● **EXERCISE**
Continue the article on partisan worry about COVID-19 vaccine safety from the point where it stops.

● **EXERCISE TEXT**
Democrats grow more wary of COVID-19 vaccine safety

Linley SandersData Journalist
November 09, 2020, 1:00 PM GMT+0

Democrats are more likely than Republicans to be worried about a fast-tracked COVID-19 vaccine.

According to a new Economist/YouGov Poll, Democrats are 30-points more likely than Republicans to be worried about the speed of vaccine development (90% vs 60%). Democrats’ concern about the eventual vaccine’s safety has increased steadily from 79% in mid-July — when the United States hit its prior high of coronavirus cases — to 90% in recent weeks.

Most Republicans are also concerned about the rapid development of an immunization, but far less than Democrats. About two-thirds (64%) of Republicans were concerned in July, a number that rose to 74% in August. It dipped to about half (51%) in late October before increasing to 60% this week.

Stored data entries
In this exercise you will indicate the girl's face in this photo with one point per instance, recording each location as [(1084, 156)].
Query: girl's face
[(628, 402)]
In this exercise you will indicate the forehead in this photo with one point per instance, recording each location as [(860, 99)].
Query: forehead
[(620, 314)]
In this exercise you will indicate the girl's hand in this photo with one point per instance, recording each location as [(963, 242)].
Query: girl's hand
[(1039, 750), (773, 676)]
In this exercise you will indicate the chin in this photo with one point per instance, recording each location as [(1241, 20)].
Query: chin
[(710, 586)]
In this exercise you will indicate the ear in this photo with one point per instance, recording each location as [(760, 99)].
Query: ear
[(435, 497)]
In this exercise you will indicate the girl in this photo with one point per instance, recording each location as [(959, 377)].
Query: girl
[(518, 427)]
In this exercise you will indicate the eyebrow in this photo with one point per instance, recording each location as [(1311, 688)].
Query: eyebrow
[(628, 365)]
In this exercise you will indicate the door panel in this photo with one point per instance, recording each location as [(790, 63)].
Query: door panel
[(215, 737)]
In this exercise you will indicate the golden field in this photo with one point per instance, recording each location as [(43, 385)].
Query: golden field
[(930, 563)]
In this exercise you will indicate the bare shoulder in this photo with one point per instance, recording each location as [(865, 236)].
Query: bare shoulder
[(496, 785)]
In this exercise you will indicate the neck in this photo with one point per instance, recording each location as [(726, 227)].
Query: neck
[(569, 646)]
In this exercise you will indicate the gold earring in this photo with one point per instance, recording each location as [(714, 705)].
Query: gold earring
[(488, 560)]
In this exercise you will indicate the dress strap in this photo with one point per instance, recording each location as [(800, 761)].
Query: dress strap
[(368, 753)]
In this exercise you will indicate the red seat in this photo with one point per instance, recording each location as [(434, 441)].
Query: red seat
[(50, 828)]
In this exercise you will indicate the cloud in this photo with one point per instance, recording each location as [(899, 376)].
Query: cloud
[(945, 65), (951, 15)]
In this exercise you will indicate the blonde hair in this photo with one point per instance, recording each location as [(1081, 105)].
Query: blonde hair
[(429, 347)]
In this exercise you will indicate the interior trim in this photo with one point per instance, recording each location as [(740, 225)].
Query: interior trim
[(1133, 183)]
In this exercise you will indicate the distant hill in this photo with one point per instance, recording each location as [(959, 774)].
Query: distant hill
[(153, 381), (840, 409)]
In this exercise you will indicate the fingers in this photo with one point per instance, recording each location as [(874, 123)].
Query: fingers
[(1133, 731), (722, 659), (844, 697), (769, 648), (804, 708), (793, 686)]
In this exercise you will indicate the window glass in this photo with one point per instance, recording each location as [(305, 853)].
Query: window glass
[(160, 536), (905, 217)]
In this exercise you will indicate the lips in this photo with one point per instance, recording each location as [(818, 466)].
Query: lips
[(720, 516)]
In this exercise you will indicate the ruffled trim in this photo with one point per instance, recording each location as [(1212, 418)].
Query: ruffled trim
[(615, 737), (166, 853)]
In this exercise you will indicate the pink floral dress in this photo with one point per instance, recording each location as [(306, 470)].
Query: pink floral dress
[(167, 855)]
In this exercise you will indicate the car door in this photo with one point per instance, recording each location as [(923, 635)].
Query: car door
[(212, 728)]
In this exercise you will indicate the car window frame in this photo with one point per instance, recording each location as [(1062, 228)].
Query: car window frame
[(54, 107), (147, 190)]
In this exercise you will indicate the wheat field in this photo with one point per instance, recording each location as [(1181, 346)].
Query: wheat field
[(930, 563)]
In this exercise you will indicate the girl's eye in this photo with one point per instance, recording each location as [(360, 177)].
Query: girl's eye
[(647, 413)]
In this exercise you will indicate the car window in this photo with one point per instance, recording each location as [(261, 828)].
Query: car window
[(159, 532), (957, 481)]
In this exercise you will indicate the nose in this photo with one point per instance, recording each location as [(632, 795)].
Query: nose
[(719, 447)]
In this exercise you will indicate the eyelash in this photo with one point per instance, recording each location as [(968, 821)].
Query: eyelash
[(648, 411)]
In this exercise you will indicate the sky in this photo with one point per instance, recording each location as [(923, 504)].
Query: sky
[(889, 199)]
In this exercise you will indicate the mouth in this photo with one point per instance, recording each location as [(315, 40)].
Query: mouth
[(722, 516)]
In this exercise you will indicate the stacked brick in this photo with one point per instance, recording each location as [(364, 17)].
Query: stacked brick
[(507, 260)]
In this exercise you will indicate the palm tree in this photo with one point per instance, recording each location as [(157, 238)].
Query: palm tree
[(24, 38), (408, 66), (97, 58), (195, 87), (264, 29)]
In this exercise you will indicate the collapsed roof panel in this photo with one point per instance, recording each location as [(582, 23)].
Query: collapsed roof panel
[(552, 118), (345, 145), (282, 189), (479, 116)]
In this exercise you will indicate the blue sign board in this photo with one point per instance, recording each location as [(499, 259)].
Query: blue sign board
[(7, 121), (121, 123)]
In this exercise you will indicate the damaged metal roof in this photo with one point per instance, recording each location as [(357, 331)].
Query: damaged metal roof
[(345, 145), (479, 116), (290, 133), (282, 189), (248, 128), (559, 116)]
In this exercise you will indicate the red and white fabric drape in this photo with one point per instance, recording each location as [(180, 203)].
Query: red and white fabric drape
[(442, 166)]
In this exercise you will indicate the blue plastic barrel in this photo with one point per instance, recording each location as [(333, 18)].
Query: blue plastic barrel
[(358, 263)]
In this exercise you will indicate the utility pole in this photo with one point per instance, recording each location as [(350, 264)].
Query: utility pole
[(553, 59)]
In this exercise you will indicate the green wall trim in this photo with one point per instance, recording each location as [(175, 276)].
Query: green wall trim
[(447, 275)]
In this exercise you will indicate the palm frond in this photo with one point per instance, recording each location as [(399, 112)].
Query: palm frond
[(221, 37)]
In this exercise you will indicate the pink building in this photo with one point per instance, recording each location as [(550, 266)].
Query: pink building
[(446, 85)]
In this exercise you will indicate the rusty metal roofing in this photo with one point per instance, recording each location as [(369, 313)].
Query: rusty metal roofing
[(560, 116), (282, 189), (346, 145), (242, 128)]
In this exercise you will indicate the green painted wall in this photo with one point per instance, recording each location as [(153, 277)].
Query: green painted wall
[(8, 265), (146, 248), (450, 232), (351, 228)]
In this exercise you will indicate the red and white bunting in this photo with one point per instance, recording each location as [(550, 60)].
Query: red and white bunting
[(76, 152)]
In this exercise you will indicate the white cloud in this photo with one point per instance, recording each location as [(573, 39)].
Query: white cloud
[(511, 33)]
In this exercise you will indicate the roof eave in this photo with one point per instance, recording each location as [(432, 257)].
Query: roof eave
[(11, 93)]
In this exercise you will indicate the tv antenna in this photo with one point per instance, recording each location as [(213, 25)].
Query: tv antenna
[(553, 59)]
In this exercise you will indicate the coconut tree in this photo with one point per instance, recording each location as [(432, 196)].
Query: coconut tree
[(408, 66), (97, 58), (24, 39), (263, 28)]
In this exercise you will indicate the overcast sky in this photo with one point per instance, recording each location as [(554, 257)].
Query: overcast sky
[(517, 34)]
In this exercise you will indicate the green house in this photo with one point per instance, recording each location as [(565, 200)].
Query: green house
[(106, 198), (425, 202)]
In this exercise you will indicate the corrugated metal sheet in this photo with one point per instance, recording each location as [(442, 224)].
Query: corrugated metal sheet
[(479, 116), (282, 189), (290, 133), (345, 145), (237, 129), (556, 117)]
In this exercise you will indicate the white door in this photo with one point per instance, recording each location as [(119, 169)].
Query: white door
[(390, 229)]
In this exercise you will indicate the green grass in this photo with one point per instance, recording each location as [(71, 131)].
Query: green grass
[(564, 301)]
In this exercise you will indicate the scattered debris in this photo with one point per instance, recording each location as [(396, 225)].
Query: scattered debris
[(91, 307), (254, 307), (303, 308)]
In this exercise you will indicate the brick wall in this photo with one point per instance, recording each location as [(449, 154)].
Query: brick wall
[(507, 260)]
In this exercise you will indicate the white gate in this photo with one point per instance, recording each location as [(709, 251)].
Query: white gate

● **RESPONSE TO THIS TASK**
Even as COVID-19 cases continue to rise to record-breaking levels, only two in five (43%) Democrats are now certain they will get vaccinated against the virus. In July, three in five (60%) Democrats said they would, a number that plummeted in mid-September (53% to 40%) around the same time that President Donald Trump said that a vaccine would be arriving in October or November.

That number has remained in the low-40s since. That drop from majority support for a vaccination has brought Democrats more in-line with the number of Independents (44%) and Republicans (39%) who say they will get vaccinated when the time comes.

Most registered voters (56%) and Democrats (74%) anticipate a COVID-19 vaccine arriving sometime next year, with just one in 12 Democrats (8%) and a quarter of registered voters (25%) believing a vaccine could be ready by the end of 2020.

Likely influenced by President Trump’s claims that a vaccine would be available in late 2020, Republicans are more optimistic that a drug will be ready this year. Approaching half (46%) expect a vaccine in 2020, compared to 36% who predict it will arrive in 2021.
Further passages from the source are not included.